Starting at the line that holds "Task: locate the tree", copy every line exactly through the end of the data, and no others.

#####

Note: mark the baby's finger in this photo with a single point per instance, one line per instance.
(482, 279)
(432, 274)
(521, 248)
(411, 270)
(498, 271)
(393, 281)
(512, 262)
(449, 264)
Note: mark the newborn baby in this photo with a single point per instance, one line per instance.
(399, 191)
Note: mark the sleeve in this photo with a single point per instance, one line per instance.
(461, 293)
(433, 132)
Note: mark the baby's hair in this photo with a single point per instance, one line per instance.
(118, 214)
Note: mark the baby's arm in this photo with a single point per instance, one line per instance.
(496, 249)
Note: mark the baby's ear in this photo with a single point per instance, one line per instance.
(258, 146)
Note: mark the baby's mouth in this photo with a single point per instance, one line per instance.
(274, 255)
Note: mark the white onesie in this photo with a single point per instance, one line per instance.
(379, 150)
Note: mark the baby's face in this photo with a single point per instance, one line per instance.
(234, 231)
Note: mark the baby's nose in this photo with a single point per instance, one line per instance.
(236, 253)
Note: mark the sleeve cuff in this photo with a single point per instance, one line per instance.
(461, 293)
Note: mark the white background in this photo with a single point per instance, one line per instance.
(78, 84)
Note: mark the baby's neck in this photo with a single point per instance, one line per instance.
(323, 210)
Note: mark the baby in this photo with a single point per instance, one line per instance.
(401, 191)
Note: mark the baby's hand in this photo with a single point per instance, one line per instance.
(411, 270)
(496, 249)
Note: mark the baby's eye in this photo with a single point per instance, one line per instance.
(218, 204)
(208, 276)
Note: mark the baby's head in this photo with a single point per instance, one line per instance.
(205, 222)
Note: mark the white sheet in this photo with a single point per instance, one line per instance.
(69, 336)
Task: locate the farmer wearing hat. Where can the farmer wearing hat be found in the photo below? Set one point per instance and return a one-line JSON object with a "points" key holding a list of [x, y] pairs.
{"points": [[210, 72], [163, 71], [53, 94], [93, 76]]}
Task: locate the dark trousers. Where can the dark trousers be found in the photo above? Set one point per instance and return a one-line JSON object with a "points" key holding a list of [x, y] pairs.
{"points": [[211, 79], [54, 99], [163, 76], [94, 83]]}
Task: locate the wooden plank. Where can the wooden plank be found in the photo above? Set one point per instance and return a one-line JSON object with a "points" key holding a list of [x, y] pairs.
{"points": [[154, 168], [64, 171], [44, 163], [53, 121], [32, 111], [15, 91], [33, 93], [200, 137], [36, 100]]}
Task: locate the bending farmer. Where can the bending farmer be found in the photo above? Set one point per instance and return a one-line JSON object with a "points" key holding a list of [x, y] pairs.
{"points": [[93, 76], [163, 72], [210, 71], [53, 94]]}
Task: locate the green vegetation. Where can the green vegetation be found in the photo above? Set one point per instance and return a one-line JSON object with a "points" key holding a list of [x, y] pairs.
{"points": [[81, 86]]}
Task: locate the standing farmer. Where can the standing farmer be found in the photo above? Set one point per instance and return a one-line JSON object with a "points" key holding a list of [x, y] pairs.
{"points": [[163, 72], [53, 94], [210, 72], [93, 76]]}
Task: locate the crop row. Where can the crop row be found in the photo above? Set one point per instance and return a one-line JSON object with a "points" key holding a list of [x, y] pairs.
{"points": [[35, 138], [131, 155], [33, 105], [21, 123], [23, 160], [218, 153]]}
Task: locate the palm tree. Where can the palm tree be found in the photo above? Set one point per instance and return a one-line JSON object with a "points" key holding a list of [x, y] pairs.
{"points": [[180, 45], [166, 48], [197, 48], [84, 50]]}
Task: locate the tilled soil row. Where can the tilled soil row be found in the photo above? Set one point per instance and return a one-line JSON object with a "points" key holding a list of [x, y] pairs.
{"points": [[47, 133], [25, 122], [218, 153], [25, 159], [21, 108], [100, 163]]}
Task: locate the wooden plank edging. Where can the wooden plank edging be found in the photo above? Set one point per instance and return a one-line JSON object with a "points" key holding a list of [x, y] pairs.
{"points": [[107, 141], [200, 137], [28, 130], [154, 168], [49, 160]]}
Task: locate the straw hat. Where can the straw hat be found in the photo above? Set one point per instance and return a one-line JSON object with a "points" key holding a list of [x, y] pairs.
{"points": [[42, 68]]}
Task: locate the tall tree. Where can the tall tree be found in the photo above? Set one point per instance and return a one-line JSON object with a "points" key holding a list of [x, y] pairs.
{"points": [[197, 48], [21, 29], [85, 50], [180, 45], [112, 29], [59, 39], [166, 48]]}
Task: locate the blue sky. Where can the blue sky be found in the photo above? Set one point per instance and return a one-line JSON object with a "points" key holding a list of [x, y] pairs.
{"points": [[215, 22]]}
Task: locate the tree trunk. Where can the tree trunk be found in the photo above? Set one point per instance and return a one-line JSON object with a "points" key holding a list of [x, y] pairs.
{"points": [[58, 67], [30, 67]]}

#####

■ REPLY TO THE TASK:
Task: locate the tree trunk. Where can the tree trunk be found in the photo above? Set one point per instance and return a one-line JSON object with a "points" key holding a list of [x, y] pairs.
{"points": [[58, 67], [30, 67]]}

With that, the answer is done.